Your instructions:
Reproduce every entry word for word. Drop all pictures from the copy.

======

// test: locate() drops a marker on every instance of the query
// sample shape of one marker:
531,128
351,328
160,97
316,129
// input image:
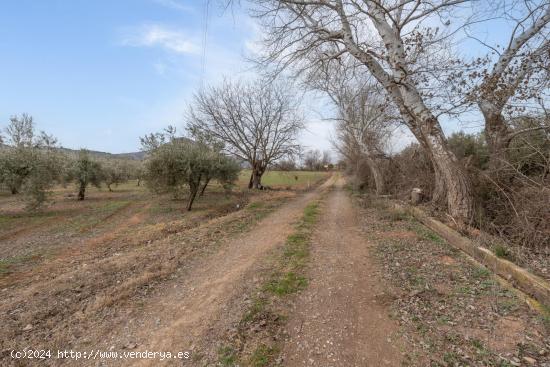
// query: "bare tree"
256,122
385,37
519,70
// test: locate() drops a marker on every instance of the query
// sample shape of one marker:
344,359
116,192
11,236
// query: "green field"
284,179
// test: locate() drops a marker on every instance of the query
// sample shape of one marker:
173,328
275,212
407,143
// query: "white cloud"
155,35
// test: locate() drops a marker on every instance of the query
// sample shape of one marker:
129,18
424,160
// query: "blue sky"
99,74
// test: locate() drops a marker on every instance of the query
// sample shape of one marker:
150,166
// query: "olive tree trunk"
81,191
204,186
496,135
258,169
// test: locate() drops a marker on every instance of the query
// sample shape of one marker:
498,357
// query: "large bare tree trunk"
448,170
193,189
258,169
460,202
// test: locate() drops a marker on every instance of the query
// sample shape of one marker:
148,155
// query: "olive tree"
256,122
115,172
29,162
180,164
85,171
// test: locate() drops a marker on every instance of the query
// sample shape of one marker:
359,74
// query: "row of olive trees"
31,165
407,50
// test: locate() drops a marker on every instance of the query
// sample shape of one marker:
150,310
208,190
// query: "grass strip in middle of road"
259,330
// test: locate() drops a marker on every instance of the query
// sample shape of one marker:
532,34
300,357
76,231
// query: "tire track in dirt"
183,317
341,319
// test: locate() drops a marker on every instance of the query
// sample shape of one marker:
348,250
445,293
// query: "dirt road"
342,318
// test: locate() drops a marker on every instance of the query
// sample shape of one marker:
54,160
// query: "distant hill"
138,156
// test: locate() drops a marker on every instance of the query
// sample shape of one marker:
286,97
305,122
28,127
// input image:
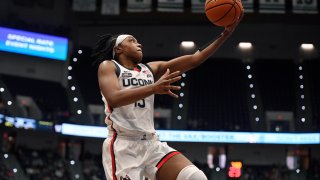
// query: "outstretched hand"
164,84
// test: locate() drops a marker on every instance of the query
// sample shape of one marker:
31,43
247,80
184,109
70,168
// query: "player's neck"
128,64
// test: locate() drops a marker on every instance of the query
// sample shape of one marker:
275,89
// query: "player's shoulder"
107,66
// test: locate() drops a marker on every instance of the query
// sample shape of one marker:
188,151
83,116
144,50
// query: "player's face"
132,49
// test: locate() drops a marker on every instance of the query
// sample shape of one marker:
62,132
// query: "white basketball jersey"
138,116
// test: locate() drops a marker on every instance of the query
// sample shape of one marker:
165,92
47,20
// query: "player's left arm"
187,62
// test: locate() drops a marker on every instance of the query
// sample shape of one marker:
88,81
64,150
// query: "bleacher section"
276,83
313,74
50,97
217,98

======

Task response:
// test: locate() drops a marker on every instance of the query
// sample shape of one marker:
531,128
351,328
160,97
316,129
// input image:
// query: "bare tree"
256,122
385,37
519,70
// test: locate() drops a marker on every instance of the query
// sample shape of one marker:
344,359
116,192
11,236
// query: "green field"
284,179
// test: locate() drops a marker on every instance of the query
// sample shape of one marker:
173,328
275,212
407,143
// query: "white cloud"
155,35
// test: locate() drops a marker on every instance of the query
// sample shape of one marker:
129,18
424,160
// query: "blue sky"
99,74
// test: locate() drops a marker on every instance of the query
// sample shape of one marker:
150,166
// query: "olive tree trunk"
81,191
204,186
496,135
258,169
// test: locate() drops a marker on every instance of the query
// sample shape of one marker:
498,357
// query: "large bare tree trunk"
448,170
193,189
258,169
460,202
// test: locate() drops a marker on every instance of the query
// sample shape of one marker:
148,155
// query: "olive tree"
256,122
115,172
29,162
180,164
85,171
// test: locate() drops a marker on every instance of the query
// sample shape of one marker:
359,74
// query: "row of olive trees"
31,165
407,50
// test: locate() drops a marker on every instance of the query
// sample shape of one marker:
150,310
208,190
// query: "grass strip in middle of road"
259,330
// test: locate() drops a marker on every instance of the query
// sample shape of one marker:
532,34
300,357
76,231
// query: "tire track in dirt"
183,317
341,319
// test: locate() drops a marker on every instance of the query
// sample shape of one marker:
348,250
445,293
// query: "dirt road"
342,318
// test: locate() drops a marker on every instance of the query
// sample shape of one marker:
54,160
// query: "distant hill"
138,156
// test: locate() drops a marker on every instance of the query
// sample shape of one marker:
286,97
305,122
28,127
// input image:
// query: "outstretched hand"
164,84
// test: locate() drops a marker on every instance of the query
// sample shape of one marker:
31,43
247,80
184,109
70,168
// query: "player's neck"
128,64
// test: locate() drops a marker on every instance of the query
// sample shape of one marker:
275,89
// query: "player's shoulder"
107,66
// test: locate() drops a marker on every instance of the query
// sample shape of one marker:
188,151
83,116
144,50
// query: "player's face"
132,49
// test: locate() drops a marker on every instance of the query
// sample shape of one marker:
62,132
// query: "white basketball jersey"
138,116
// test: locate() drops a marker on every instance of the query
// sample shape of one marker:
165,92
47,20
// query: "player's left arm"
187,62
// test: locate() drops a marker on every instance of the query
// sample shape of one marker:
88,81
64,150
// query: "bleacher section"
276,83
313,74
50,97
217,98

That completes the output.